■ Your objective ■
Print every one of the following records word for word, keeping each line unchanged.

Location identification records
::::::::::
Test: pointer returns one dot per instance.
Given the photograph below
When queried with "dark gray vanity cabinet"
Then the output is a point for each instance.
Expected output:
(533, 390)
::::::::::
■ Result of this task ■
Test: pointer returns one dot per instance.
Given the photograph below
When queried with "dark gray vanity cabinet"
Then the output is a point for each instance.
Expected output:
(533, 390)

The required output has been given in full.